Нас сразу же вывела из машины и позвала к себе знакомая с колыбели песня, лившаяся здесь, на канадской земле, как-то надрывно от голосов необычного хора: «Повій, вітре, на Вкраїну...»
Песня сама по себе, конечно же, не похоронная. Но сами сердца завели именно ее потому, что в ней был трепетный зов к земле, той, которую многие даже не видели, но впитали ее материнское молоко. Тот, которого хоронили под белой хатой, родился в Канаде от тех, кто эмигрировал с Черниговщины еще в царские времена. О, как мечтал он «хотя бы одним глазком» взглянуть на родную, единую, вскормившую весь родовой корень! Только и успел он создать в канадской степи уголочек родины...
...Повій, вітре, на Вкраїну...
А затем переполняющее душу:
Кру, кру,
доки море перелечу, крилонька зітру...

=== Исходные данные ===
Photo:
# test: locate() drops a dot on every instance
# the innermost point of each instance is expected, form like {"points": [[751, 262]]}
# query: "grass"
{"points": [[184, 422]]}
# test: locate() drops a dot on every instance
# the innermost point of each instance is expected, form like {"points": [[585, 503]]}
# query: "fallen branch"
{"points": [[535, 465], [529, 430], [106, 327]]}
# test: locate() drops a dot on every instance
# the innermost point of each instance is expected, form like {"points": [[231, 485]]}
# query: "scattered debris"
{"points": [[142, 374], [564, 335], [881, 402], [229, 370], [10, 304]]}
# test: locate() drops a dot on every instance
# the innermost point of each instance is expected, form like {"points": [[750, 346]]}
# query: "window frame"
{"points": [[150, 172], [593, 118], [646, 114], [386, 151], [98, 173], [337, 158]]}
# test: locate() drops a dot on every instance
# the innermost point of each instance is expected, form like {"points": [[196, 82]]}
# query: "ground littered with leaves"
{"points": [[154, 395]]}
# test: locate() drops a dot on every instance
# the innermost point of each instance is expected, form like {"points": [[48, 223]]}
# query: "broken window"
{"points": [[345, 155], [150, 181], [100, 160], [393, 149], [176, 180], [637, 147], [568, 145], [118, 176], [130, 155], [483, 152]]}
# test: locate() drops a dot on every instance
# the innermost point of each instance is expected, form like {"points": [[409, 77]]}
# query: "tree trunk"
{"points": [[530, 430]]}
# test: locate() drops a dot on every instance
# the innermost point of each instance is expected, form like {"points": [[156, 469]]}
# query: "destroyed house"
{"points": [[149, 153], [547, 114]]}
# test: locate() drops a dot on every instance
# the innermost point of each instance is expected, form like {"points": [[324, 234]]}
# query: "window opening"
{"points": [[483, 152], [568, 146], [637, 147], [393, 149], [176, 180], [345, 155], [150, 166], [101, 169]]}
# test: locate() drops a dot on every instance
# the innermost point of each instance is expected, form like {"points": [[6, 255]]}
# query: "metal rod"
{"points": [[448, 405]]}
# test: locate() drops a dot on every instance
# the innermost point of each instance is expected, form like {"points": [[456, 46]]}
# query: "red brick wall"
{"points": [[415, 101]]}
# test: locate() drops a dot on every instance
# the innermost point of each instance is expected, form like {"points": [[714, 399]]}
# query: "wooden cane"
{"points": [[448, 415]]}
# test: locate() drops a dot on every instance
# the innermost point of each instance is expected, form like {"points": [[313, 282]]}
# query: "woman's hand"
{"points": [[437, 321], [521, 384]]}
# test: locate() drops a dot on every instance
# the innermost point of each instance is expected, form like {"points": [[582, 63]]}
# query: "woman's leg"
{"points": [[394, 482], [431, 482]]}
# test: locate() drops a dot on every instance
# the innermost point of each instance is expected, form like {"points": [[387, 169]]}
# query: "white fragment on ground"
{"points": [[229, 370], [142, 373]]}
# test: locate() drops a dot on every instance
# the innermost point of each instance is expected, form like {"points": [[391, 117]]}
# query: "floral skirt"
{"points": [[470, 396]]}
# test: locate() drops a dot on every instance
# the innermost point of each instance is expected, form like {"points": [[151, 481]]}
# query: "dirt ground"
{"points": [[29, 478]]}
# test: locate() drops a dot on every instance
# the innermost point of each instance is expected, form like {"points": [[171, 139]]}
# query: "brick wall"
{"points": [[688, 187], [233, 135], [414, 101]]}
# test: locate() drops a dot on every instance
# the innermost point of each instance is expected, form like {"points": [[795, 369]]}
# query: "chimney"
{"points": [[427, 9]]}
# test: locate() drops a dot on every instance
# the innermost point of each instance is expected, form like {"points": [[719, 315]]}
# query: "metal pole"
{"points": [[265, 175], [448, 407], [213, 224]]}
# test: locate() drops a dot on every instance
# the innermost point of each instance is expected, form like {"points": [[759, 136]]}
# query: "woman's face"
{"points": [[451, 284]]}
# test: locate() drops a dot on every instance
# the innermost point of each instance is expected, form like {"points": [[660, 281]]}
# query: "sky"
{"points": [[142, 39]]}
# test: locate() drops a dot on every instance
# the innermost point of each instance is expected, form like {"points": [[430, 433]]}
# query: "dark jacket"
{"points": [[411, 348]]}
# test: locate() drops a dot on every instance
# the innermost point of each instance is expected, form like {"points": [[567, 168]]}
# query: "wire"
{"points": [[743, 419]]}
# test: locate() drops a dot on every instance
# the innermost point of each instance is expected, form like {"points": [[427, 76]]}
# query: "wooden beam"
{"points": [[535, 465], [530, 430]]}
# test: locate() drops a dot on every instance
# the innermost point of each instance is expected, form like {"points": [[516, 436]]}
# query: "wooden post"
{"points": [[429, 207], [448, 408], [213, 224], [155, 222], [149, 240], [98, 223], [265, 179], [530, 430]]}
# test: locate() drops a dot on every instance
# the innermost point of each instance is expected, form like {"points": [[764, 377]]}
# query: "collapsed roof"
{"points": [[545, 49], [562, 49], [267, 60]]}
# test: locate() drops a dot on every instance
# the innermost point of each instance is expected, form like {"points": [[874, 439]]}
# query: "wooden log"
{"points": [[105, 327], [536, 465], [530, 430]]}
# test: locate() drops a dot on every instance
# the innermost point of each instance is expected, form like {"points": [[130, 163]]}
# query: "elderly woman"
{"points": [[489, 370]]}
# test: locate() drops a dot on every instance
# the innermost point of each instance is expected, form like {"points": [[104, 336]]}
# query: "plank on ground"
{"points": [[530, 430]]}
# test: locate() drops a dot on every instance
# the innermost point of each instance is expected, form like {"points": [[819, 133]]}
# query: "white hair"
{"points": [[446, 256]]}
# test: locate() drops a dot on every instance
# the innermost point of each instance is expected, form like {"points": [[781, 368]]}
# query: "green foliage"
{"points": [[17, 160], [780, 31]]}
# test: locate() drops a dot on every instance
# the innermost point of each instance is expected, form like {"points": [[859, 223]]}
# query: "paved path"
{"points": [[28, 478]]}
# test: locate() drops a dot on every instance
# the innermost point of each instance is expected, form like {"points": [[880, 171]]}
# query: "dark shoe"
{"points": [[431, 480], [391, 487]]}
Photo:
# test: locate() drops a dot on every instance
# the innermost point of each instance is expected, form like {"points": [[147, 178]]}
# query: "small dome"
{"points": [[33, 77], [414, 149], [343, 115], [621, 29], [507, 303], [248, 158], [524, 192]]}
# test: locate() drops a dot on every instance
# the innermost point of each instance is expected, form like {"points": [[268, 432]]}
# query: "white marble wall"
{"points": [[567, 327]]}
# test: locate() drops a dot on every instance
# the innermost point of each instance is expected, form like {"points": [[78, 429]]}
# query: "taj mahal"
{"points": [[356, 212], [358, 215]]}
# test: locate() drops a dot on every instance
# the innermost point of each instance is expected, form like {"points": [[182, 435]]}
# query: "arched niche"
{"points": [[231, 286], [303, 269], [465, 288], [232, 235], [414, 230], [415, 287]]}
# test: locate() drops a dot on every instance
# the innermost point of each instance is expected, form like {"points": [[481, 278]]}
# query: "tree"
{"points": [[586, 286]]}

=== Задание ===
Продолжите текст о похоронах в Канаде, начав сразу после последней приведенной строки песни. Записи никак не связаны с текстом о похоронах в Канаде.

=== Выполненное задание ===
Над труной, обвитой красной запорожской китайкой, склонился престарелый «поминальный оратор», как его называли среди украинцев Канады. Честно скажем — оратор из него никакой. Язык у него совсем «не подвешен», как, скажем, у платного, профессионального «плакальщика». Сила, народное признание его в другом. Каждое его слово пусть не очень искусное, зато чистое, горячее, святая слезинка. Он был совсем молодым, когда судьба его забросила за океан. Всю жизнь собирался побывать на родине. Не выходило. Да и не богат он, а деньжат на дальнюю поездку потребуется немало. И еще боялся...
Каждый раз, когда склоняется он над труной, обвитой красной запорожской китайкой, обнимает его страх, кажется ему, что хоронит самого себя, свою несбывшуюся мечту — согреть сердце под родным солнцем, припасть устами к той, давшей душу, горсточке, которую так бы хотелось привезти на чужбину, положить на могилы своих соотечественников. Каждый, кто его слушал, думал об одном и том же, переносил свое сердце к берегам Днепра ли, Десны, Ворсклы, Днестра, Сулы, Пела —к материнской груди Украины.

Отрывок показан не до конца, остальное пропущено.